= EXERCISE TEXT =
>>
The shelved order would have established a voluntary government review process for so-called frontier AI models before public release, giving federal agencies a window of up to 90 days to evaluate the most powerful new systems for cybersecurity and national-security risks. The framework was reportedly modeled in part on the United Kingdom’s approach, which distributes safety responsibilities across multiple agencies, with the Treasury Department taking a lead role in a proposed clearinghouse for identifying and patching flaws in unreleased AI systems.

The trigger for the policy push, according to people briefed on the discussions, was the emergence of a new generation of cybersecurity-capable models — including Anthropic’s Mythos system, which the company has declined to release publicly because of its ability to identify and exploit software vulnerabilities at unprecedented speed. OpenAI has acknowledged that its newest system has similarly powerful capabilities. Both companies have been quietly partnering with banks, hospital systems and federal agencies to test defensive uses of the technology rather than open the models to the broader public.

The decision to pull the order marks a significant victory for the business-aligned wing of the Trump administration, led by White House AI and Crypto Czar David Sacks, the venture capitalist and Craft Ventures founder who has consistently pressed for a light federal touch on AI development. Sacks has argued publicly that heavy compliance regimes would crush smaller AI startups and that the United States needs a single national framework rather than a patchwork of rules. In December, Trump signed a separate executive order directing the Justice Department to challenge state-level AI laws deemed onerous to the industry — an order Sacks helped shape.

For the AI industry, the postponement removes — for now — what would have been the most significant federal oversight measure since the administration revoked former President Joe Biden’s 2023 AI executive order on its first day in office. That earlier Biden directive had required leading AI developers to share safety test results with the federal government. Since then, the Trump administration’s posture has been almost exclusively pro-deployment, including scrapping the so-called AI Diffusion framework on chip exports and announcing the Stargate infrastructure project alongside OpenAI and partners.

The reversal also lands in a sensitive market moment. Investors had been watching the planned order closely because of its potential impact on Nvidia, the dominant supplier of graphics processors used to train frontier models, as well as on Meta Platforms, Alphabet and Microsoft, all of which have heavy exposure to the pace of AI model releases. A mandated pre-release review window of up to 90 days would have lengthened product cycles across the ecosystem and complicated the open-weight release strategy that Meta has used for its Llama family of models.

Critics inside the administration’s own coalition had pushed back hard in recent days. Parts of the MAGA movement that distrust large technology companies argued that any voluntary federal framework, even one rooted in cybersecurity, would calcify into a regulatory regime that favors incumbents over smaller competitors. Sacks himself faced renewed scrutiny in December over ethics waivers tied to more than 400 investments his firm holds in technology companies with AI exposure, a controversy that has shadowed his role in shaping the now-delayed order.

A White House spokesperson, asked for further comment on the timing or substance of the postponement, referred reporters to Trump’s public remarks. The president did not give a new target date for the signing, and it remains unclear whether the order will be reworked, narrowed to focus strictly on cybersecurity, or shelved entirely. The order has already been pushed back several times since planning began earlier this spring.

For now, the message from the Oval Office is the one that Silicon Valley wanted to hear: federal Washington is once again standing aside while the largest AI labs continue to set the pace.
<<
= EXTRACTED RECORDS =
>>
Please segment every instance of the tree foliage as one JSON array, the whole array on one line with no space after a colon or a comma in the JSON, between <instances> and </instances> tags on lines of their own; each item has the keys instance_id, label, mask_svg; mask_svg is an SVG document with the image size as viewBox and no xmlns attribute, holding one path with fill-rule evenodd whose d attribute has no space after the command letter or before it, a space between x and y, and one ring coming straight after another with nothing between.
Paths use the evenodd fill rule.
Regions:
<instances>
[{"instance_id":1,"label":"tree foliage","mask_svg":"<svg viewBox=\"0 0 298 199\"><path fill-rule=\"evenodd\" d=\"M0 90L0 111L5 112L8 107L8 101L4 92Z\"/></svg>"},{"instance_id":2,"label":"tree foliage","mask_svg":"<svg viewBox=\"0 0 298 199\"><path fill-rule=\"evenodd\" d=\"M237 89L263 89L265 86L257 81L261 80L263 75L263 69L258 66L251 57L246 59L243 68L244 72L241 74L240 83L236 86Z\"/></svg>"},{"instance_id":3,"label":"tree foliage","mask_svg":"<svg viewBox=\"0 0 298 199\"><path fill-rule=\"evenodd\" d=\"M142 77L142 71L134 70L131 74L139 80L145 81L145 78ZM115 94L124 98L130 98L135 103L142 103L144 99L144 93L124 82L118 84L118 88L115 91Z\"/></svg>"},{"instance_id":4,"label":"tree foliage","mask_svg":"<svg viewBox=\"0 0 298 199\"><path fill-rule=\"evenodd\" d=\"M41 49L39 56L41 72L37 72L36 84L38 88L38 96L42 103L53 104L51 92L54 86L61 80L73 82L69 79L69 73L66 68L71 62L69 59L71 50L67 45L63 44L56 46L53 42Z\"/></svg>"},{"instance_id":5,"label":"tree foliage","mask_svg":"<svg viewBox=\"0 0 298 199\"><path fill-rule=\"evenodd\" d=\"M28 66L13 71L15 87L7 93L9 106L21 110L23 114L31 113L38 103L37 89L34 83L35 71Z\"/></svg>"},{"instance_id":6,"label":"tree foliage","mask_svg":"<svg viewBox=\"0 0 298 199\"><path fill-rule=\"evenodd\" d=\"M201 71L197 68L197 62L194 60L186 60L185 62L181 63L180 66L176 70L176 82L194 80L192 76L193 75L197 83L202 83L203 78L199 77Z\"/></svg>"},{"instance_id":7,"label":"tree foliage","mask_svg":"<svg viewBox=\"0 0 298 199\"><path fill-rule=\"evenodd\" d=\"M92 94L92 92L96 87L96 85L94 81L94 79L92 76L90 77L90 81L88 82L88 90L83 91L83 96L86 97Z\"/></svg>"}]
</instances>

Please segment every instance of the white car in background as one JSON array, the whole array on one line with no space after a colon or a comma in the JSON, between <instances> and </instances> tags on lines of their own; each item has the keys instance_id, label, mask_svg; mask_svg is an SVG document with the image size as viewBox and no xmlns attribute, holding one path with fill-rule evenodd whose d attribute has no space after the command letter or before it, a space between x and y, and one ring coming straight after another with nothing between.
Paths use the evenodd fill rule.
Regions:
<<
= ABOUT THIS EXERCISE =
Rewrite the part of the article on the postponed AI order that opens with "Critics inside the" and closes with "the now-delayed order.", changing "ethics waivers" to "conflict-of-interest waivers". Work only from the article itself.

= EXERCISE SOLUTION =
Critics inside the administration’s own coalition had pushed back hard in recent days. Parts of the MAGA movement that distrust large technology companies argued that any voluntary federal framework, even one rooted in cybersecurity, would calcify into a regulatory regime that favors incumbents over smaller competitors. Sacks himself faced renewed scrutiny in December over conflict-of-interest waivers tied to more than 400 investments his firm holds in technology companies with AI exposure, a controversy that has shadowed his role in shaping the now-delayed order.